Your objective:
The response should be an exact repetition of all the entries.

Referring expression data
⟨

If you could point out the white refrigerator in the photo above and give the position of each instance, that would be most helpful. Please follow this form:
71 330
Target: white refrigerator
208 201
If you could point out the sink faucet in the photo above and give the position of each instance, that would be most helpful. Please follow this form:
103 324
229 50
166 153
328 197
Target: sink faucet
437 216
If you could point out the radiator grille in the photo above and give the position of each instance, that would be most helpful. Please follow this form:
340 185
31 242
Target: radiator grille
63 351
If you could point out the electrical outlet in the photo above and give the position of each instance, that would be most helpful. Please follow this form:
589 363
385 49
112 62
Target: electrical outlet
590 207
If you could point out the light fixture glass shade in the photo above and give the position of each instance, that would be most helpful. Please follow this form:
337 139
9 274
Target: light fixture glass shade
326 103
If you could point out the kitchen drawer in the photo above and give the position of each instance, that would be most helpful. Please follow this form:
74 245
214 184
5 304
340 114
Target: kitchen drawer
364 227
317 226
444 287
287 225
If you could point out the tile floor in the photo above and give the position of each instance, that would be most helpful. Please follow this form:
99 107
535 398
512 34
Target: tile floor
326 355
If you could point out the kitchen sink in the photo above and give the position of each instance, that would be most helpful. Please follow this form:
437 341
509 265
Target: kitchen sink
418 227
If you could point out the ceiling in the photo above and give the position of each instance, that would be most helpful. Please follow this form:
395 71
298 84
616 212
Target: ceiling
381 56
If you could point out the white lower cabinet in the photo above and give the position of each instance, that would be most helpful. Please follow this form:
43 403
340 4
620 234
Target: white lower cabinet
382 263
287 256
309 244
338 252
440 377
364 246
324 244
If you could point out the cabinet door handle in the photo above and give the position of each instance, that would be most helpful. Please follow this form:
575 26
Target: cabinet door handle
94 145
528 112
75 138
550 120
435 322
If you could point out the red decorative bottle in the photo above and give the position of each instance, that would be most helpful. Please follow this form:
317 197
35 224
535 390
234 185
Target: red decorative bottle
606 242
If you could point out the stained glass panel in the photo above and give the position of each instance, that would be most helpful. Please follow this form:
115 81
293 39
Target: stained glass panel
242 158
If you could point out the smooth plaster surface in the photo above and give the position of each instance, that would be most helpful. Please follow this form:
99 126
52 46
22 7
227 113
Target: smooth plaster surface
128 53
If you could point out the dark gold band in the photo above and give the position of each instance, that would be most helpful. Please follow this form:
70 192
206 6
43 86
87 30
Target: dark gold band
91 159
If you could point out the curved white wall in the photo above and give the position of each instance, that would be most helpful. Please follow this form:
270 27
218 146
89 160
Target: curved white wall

⟩

Written response:
If you could point out the white refrigerator in the photo above and give the position of each instance, that would be most helpful. Please follow this form:
71 330
Target: white refrigerator
208 201
If you could point out the sink faucet in the photo above and give the position of each instance, that would be most helpful. Please follow this form:
103 324
229 50
166 153
328 197
Target: sink faucet
437 216
If you could point out the radiator grille in the photo above and give the position of each instance, that would be most helpful. Please follow this form:
340 185
31 242
Target: radiator grille
63 351
If you could point out the electrical outlet in the photo above and give the position of each instance, that would be most helpful. Please follow this form:
589 363
385 49
112 62
Target: electrical outlet
590 207
If you could point out the light fixture glass shade in the photo above and give the position of each instance, that would be most helpful. Please follow this form:
337 139
9 274
Target: light fixture glass shade
326 103
If you could point out the kitchen drawer in the photo above and give the position of each instance, that would be most helpful. Please follow this form:
74 245
214 184
5 304
340 114
Target: kitchen drawer
364 227
317 226
444 287
287 225
If you could point out the tile floor in the photo above and give the position of each instance, that would be most helpful. Please follow this form:
99 107
535 398
512 34
Target: tile floor
326 355
If you could point out the kitchen sink in the photo above and give the position of each instance, that would be most helpful. Please follow this form:
437 341
509 265
Target: kitchen sink
418 227
If you could point out the ceiling in the photo above and give the position of each instance, that would be most helpful. Please follow this form:
395 71
298 84
616 212
Target: ceiling
381 56
If you could point out the white lower cabinet in the photo above and give the position of each instance, that would be most helpful. Please follow this form:
43 403
340 4
620 234
Target: white lower cabinet
382 263
287 256
309 244
338 252
440 377
364 246
324 244
If you could point out the cabinet door handle in the photo above and give the position of each instance, that would be most helpful. Please follow this form:
575 26
Target: cabinet door handle
94 145
528 112
75 138
550 120
435 322
If you could point out the red decorative bottle in the photo above and give the position of each instance, that would be most helpful. Please follow this form:
317 197
35 224
535 390
234 185
Target: red decorative bottle
606 242
If you could point out the stained glass panel in the photo above and give the position of each instance, that would be most helpful. Please follow this form:
115 81
293 39
Target: stained glass panel
242 158
If you could point out the smooth plaster surface in the photo above and give the position of each instance, that would be most helpful. Please follow this form:
99 126
52 46
22 7
227 113
Target: smooth plaster surface
128 53
If you could point out the dark gold band in the photo above and give the position of each instance, that would be most helpful. Please follow this form:
70 192
206 6
43 86
87 30
Target: dark gold band
91 159
If you could point out the curved white wall in the photo above and give the position of each instance, that would be most helpful. Please follow this form:
270 27
218 146
89 160
Target: curved white wall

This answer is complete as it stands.